(Records from a data collection)
....
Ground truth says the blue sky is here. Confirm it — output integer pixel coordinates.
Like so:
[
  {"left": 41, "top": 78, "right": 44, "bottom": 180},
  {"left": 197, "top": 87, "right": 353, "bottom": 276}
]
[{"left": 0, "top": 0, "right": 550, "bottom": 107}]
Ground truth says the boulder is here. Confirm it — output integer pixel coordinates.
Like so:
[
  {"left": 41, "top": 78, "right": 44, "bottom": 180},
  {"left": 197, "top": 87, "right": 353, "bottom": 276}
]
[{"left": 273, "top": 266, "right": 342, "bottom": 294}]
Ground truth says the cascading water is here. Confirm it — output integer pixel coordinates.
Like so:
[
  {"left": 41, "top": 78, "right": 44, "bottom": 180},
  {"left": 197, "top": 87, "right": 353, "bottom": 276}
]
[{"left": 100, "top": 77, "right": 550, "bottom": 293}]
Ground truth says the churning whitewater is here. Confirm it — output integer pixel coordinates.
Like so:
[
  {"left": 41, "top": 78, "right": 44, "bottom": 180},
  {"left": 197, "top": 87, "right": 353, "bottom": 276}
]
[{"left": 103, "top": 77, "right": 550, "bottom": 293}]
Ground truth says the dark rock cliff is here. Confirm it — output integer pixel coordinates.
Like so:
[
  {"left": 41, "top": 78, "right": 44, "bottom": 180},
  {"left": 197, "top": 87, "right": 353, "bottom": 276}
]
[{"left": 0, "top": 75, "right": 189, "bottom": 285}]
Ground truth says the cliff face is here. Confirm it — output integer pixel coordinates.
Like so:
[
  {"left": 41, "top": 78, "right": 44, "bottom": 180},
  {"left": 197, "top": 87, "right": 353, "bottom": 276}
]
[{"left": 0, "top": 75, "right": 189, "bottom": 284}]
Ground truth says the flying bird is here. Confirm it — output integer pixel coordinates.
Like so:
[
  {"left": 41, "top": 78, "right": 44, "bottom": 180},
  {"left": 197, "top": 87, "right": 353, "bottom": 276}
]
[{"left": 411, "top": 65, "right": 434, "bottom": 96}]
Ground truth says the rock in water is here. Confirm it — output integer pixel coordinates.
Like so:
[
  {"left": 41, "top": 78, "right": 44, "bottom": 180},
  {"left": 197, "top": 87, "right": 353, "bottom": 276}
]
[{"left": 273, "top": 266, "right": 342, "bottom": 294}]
....
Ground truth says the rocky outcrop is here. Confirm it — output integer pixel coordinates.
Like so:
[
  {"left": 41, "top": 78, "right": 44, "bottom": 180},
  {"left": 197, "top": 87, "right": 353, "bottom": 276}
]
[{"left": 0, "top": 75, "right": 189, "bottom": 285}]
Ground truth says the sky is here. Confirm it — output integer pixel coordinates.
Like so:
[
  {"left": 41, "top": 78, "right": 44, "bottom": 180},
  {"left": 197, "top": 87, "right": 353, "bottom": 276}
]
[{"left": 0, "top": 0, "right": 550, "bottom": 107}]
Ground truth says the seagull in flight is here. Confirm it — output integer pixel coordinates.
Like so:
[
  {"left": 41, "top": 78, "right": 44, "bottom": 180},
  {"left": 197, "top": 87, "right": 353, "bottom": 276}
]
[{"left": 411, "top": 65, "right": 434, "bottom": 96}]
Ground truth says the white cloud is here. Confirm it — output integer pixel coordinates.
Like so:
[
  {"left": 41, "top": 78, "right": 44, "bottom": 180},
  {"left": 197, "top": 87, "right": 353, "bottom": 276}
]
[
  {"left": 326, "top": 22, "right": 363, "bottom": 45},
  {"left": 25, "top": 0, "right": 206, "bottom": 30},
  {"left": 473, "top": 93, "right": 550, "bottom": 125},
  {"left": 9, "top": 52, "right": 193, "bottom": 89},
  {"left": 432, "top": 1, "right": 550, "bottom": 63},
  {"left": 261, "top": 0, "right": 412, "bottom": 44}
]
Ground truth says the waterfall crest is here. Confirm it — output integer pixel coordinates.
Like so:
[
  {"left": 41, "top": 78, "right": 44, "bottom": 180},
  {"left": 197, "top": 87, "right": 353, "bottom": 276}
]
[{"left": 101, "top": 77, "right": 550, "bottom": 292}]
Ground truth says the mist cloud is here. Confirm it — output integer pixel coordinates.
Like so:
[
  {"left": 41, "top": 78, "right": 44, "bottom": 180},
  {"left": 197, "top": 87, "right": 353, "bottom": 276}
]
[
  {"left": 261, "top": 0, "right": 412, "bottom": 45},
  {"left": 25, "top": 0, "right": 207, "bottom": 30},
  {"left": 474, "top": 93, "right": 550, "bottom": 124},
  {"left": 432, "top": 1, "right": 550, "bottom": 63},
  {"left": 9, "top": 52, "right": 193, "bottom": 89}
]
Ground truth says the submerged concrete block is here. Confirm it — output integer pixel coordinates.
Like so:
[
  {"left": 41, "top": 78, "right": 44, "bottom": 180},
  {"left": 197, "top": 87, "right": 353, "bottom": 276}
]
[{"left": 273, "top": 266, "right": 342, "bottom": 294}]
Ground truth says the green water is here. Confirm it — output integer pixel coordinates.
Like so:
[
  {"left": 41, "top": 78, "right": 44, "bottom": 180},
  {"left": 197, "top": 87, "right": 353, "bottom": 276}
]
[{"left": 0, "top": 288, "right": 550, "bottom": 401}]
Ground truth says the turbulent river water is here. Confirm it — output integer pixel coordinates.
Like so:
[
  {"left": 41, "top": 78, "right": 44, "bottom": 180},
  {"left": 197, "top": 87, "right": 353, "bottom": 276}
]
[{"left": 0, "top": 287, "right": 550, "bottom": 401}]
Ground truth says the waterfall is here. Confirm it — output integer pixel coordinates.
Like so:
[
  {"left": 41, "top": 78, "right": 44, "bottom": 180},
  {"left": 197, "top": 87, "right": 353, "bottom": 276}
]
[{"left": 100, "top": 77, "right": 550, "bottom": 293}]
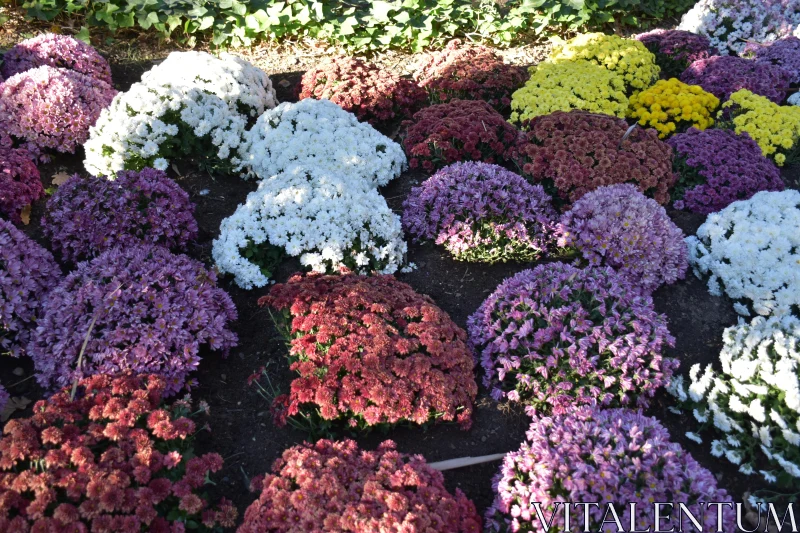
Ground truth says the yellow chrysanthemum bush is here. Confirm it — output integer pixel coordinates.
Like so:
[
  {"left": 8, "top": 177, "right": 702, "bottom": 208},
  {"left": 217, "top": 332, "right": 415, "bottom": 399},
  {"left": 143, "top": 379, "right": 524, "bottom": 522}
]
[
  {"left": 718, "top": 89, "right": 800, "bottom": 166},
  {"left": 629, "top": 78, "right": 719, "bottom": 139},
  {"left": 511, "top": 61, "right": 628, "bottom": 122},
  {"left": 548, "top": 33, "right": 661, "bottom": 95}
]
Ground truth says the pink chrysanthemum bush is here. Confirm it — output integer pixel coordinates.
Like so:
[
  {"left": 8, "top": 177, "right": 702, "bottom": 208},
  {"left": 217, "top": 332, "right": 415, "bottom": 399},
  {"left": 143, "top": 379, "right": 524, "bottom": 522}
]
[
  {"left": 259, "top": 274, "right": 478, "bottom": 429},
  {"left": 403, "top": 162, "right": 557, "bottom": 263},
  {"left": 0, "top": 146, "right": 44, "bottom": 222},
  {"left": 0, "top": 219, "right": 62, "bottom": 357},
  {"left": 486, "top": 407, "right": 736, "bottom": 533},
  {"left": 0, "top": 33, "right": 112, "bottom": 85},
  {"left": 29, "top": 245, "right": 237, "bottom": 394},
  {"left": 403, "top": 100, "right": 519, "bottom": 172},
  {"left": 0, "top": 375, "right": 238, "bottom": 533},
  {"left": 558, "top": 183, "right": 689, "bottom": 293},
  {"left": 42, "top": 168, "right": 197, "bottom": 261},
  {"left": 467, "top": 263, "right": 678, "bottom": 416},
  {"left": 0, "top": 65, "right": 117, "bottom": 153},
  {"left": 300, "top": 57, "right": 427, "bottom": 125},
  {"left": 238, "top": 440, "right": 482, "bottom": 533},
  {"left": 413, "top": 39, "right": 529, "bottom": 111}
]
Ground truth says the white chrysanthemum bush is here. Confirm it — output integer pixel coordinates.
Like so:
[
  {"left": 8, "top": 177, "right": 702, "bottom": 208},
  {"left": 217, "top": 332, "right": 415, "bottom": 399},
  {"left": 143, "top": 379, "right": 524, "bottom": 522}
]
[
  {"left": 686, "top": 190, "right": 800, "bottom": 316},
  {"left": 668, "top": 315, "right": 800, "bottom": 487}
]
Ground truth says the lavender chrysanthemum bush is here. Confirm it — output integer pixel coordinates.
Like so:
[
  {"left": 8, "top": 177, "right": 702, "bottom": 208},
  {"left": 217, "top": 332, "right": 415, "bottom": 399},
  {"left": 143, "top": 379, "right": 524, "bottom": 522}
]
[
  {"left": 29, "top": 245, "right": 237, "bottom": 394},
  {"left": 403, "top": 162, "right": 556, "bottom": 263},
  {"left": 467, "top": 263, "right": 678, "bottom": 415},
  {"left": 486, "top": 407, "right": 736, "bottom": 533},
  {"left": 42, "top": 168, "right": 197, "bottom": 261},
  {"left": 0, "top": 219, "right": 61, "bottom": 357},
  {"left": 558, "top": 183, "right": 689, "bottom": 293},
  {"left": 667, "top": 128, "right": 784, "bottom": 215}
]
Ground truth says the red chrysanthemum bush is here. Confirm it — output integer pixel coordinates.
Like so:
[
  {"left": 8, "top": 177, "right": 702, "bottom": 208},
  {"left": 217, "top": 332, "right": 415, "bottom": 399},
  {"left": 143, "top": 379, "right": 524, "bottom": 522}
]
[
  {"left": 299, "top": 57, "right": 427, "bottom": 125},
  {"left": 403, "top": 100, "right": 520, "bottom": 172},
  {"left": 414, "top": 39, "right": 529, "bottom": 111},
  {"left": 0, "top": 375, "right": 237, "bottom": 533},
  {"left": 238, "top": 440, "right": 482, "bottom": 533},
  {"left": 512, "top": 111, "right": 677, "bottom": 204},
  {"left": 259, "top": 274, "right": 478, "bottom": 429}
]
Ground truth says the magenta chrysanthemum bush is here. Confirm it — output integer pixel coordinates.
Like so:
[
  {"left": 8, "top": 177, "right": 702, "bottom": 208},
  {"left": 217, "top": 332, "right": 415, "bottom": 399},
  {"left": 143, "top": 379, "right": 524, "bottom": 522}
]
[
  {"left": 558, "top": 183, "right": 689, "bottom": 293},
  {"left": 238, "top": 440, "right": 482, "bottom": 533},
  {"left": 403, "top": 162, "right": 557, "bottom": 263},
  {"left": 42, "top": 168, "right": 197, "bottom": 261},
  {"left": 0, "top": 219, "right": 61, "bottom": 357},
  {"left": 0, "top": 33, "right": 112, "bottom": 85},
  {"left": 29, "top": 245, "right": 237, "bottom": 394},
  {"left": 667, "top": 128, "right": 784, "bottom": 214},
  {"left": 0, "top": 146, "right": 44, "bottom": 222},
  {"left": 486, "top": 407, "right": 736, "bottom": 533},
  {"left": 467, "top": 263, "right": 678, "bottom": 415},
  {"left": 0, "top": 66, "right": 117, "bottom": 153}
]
....
▶ [SET EXERCISE]
Report, copied in full, each line of the rows above that contains the word "cloud".

▶ [FINAL ANSWER]
Ground truth says the white cloud is here. Confirm it — output integer pixel coordinates.
Ground truth says the mist cloud is here. Confirm it — output integer pixel coordinates.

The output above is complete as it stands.